[START]

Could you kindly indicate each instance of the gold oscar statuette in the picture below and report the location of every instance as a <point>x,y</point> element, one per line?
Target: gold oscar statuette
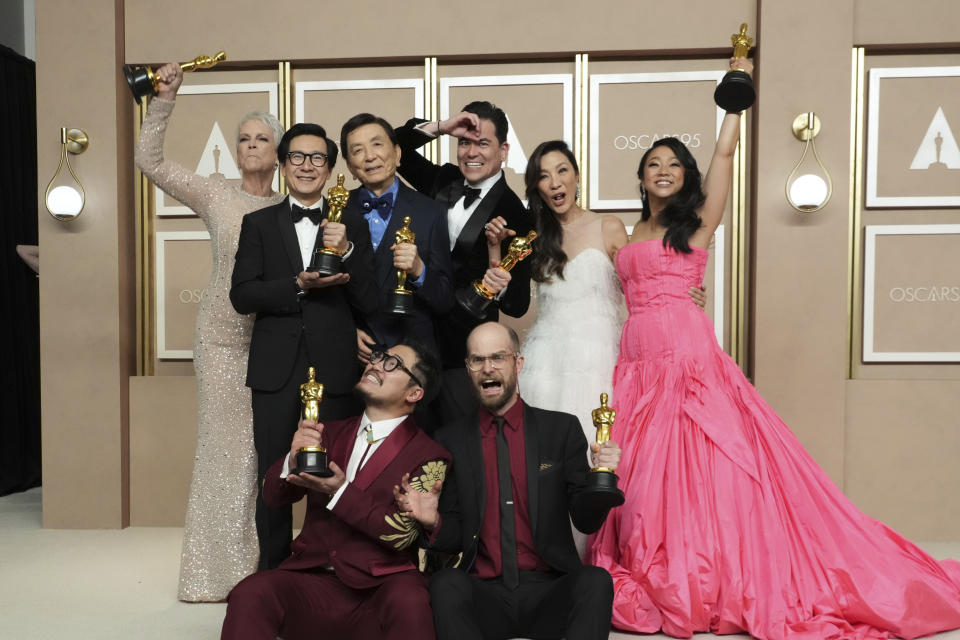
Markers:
<point>312,460</point>
<point>476,298</point>
<point>601,491</point>
<point>326,260</point>
<point>144,82</point>
<point>603,417</point>
<point>402,298</point>
<point>736,91</point>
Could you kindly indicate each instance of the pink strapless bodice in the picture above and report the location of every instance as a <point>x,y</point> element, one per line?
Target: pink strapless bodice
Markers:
<point>656,282</point>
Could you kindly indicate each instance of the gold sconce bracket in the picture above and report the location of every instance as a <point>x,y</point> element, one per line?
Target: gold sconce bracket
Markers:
<point>77,141</point>
<point>801,127</point>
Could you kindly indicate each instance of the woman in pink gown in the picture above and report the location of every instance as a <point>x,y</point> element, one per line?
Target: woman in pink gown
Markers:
<point>729,525</point>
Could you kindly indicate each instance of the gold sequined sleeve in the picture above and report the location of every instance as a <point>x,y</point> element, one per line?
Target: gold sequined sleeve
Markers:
<point>174,179</point>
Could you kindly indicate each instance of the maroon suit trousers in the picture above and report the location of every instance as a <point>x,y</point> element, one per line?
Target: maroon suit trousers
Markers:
<point>316,605</point>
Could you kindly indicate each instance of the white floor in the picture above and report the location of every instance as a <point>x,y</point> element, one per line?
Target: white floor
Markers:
<point>121,584</point>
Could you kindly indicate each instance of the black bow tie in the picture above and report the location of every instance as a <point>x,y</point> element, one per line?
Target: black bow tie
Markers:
<point>298,213</point>
<point>468,193</point>
<point>382,204</point>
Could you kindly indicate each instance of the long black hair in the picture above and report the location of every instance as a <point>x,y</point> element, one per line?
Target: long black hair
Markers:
<point>548,256</point>
<point>679,216</point>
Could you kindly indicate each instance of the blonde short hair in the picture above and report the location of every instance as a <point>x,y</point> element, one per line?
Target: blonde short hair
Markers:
<point>266,118</point>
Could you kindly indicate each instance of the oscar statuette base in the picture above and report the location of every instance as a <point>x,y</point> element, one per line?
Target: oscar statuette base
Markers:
<point>735,92</point>
<point>313,460</point>
<point>601,491</point>
<point>141,84</point>
<point>326,264</point>
<point>401,304</point>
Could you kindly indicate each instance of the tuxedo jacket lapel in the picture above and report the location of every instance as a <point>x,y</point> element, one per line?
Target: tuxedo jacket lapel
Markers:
<point>288,234</point>
<point>531,441</point>
<point>474,226</point>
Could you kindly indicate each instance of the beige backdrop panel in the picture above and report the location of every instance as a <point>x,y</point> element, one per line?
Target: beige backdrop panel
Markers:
<point>331,105</point>
<point>913,113</point>
<point>163,437</point>
<point>536,112</point>
<point>916,294</point>
<point>902,215</point>
<point>181,285</point>
<point>202,131</point>
<point>901,462</point>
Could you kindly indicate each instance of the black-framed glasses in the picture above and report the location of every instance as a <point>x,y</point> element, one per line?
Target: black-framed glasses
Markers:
<point>391,362</point>
<point>497,360</point>
<point>317,159</point>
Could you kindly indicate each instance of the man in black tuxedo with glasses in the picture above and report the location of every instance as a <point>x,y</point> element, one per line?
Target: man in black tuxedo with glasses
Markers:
<point>303,319</point>
<point>518,479</point>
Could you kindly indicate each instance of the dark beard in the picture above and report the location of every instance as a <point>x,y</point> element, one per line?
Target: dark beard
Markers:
<point>507,391</point>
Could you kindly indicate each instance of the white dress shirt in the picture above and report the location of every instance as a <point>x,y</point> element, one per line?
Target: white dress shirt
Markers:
<point>378,432</point>
<point>306,231</point>
<point>458,215</point>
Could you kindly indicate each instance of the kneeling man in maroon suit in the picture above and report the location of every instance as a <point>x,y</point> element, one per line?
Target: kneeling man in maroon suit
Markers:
<point>352,571</point>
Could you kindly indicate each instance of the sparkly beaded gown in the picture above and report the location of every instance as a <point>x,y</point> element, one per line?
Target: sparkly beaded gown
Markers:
<point>729,525</point>
<point>219,538</point>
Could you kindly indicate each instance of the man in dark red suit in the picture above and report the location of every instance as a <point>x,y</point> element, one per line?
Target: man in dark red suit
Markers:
<point>352,571</point>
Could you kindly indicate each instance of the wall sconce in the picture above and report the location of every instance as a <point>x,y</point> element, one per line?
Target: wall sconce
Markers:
<point>65,196</point>
<point>809,189</point>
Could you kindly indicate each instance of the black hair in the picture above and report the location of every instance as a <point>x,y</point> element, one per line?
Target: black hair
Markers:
<point>306,129</point>
<point>679,216</point>
<point>489,111</point>
<point>360,120</point>
<point>548,256</point>
<point>427,368</point>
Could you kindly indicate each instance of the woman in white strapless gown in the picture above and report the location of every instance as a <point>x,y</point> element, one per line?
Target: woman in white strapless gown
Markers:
<point>572,347</point>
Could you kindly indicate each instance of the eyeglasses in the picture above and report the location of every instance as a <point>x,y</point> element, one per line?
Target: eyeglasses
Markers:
<point>317,159</point>
<point>391,362</point>
<point>497,360</point>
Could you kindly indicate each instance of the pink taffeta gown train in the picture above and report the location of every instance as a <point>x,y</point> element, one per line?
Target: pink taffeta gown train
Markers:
<point>729,525</point>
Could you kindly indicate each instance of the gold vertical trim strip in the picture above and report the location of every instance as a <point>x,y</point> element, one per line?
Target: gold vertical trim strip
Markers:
<point>856,207</point>
<point>740,229</point>
<point>428,104</point>
<point>737,259</point>
<point>581,138</point>
<point>432,107</point>
<point>284,88</point>
<point>145,361</point>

[END]

Rewrite all of the entries above with "Markers" changed to "Points" each time it occurs, keeping everything else the same. Omit the pictures.

RESPONSE:
Could you kindly indicate each instance of the gold oscar statuette in the picture below and report the location of every instance as a <point>x,y</point> element, one per line?
Target: gold oscar statuette
Points:
<point>312,460</point>
<point>476,298</point>
<point>601,491</point>
<point>326,260</point>
<point>144,82</point>
<point>603,417</point>
<point>402,298</point>
<point>736,91</point>
Could you kindly indicate each instance of the pink strapless bodice in the picture above and report the location of every instance as a <point>x,y</point> element, one per line?
Target: pink strapless bodice
Points:
<point>656,282</point>
Could you kindly indicate each instance of the gold sconce bracket in the picture above and report the location of every instance as a <point>x,y</point> element, one per line?
Target: gold sconce bracket
Points:
<point>77,141</point>
<point>801,127</point>
Could you kindly indicate each instance of the woman in pink gown in the picture above and report the location of every instance as a <point>x,y</point> element, one per line?
Target: woman in pink gown
Points:
<point>729,525</point>
Could you kindly indicate each instance of the gold sequined sleeve in the picture above and report the location of every instance as a <point>x,y</point> element, one per line?
Target: gold sequined sleeve
Points:
<point>174,179</point>
Could you kindly indicate each instance of the maroon suit trousers in the picture above and report the location of every instance as a <point>x,y</point> element, one per line?
Target: maroon suit trousers
Points:
<point>316,605</point>
Could you kindly indicate each instance of the white floor in the picture above and report the location of every instance as a <point>x,y</point> element, one per line?
Target: white floor
Points:
<point>121,584</point>
Could you kindly indicate each instance of the black bow tie in the picture above and report the location of every instance as a <point>x,y</point> element, one per line?
Target: black bow tie
Points:
<point>298,213</point>
<point>468,193</point>
<point>382,204</point>
Could you kindly indicate each instance of the long black hair in the picture above and report the location of every instance as a <point>x,y</point> element, one per line?
Target: long black hair
Points:
<point>548,256</point>
<point>679,216</point>
Could you kindly indicate each instance of the blonde short hair in the picture above and report the location of every instance as a <point>x,y</point> element, one per line?
Target: blonde short hair
Points:
<point>266,118</point>
Could you kindly indicate each instance of the oscar statuette base in the picture above and report the location of every instance as a <point>x,y</point> element, one per line?
Target: oscar statuette base
Points:
<point>735,92</point>
<point>313,460</point>
<point>601,491</point>
<point>141,84</point>
<point>326,264</point>
<point>401,304</point>
Could you kindly indicate each instance of the tuxedo jacket lapel in the picture above and report the location of every instance as a <point>x,y</point> element, one per line?
Target: tuxedo jacket lapel
Points:
<point>288,234</point>
<point>531,441</point>
<point>474,226</point>
Could you kindly indicate each instance of the beige backdrop panel in the picture above and report the location of every instance as a <point>x,y</point> element, one per line?
Target: beige backdrop panel
Points:
<point>331,105</point>
<point>913,113</point>
<point>163,437</point>
<point>536,112</point>
<point>916,294</point>
<point>902,215</point>
<point>181,285</point>
<point>202,131</point>
<point>901,462</point>
Could you kindly indicate each instance of the black-framed glasses in the picture above and report the location of every instance as a <point>x,y</point> element, one per line?
Target: black-framed glasses
Points:
<point>391,362</point>
<point>497,360</point>
<point>317,159</point>
Could you kindly indicate each instance of the man in black tuxedo with glasses in the picture above and report the location of every instance as a <point>x,y</point> element, one per line?
Target: man in black tuxedo with glasses
Points:
<point>303,319</point>
<point>518,479</point>
Could you kindly indicate each instance of the dark beard in the picture above and report the location of every instance as a <point>x,y</point> element, one per line?
Target: dark beard
Points:
<point>507,391</point>
Could you kindly indicate each instance of the white dress shirt in the picture above and report the location of every instance as a <point>x,y</point> element, one per line?
Target: white dress shirt
Points:
<point>378,432</point>
<point>306,231</point>
<point>458,215</point>
Could you kindly indicate each instance of the kneeling man in maroon suit in the picture above and report the location of every instance as a <point>x,y</point> element, one per line?
Target: kneeling man in maroon suit
Points:
<point>352,571</point>
Could you kindly indicate each instance of the sparkly beaded gown in the picture above and report the location of every instance as a <point>x,y</point> element, one per line?
Target: sparkly beaded gown
Points:
<point>729,525</point>
<point>219,538</point>
Could you kindly indicate each instance of the man in dark red suit in the picture above and report the location of every instance as a <point>x,y</point> element, one per line?
Target: man in dark red suit
Points:
<point>352,571</point>
Could you kindly indicate each instance of the wall sconce in the picture above and report the location of every instance as a <point>x,y</point> element, one per line?
Target: wall sconce
Points:
<point>65,196</point>
<point>809,189</point>
Could you kindly indicate each instance of the black hair in the picture above and report the location of every instance as a <point>x,y</point> element, one per line?
Target: black hair
Points:
<point>306,129</point>
<point>679,216</point>
<point>489,111</point>
<point>360,120</point>
<point>548,256</point>
<point>427,368</point>
Could you kindly indicate each instance of the woman in white strapless gown in the picture above and report the location of every instance as a <point>x,y</point> element, one per line?
Target: woman in white strapless gown
Points:
<point>572,347</point>
Could you kindly indicate each instance of the eyeglasses in the picture above and report the location of every instance as a <point>x,y</point> element, one per line?
Target: eyeglasses
Points:
<point>317,159</point>
<point>391,362</point>
<point>497,360</point>
Could you kindly indicate each instance of the pink taffeta gown train in the picture above and report the location of every instance as a <point>x,y</point> element, one per line?
Target: pink taffeta gown train
Points:
<point>729,525</point>
Could you kindly indicate each instance of the gold vertical trim strip in the picture above and report the location of every instance as a <point>x,y</point> element, one per line?
Target: gold vertical trim strip
Points:
<point>856,207</point>
<point>740,229</point>
<point>428,104</point>
<point>737,259</point>
<point>581,138</point>
<point>432,107</point>
<point>284,88</point>
<point>145,361</point>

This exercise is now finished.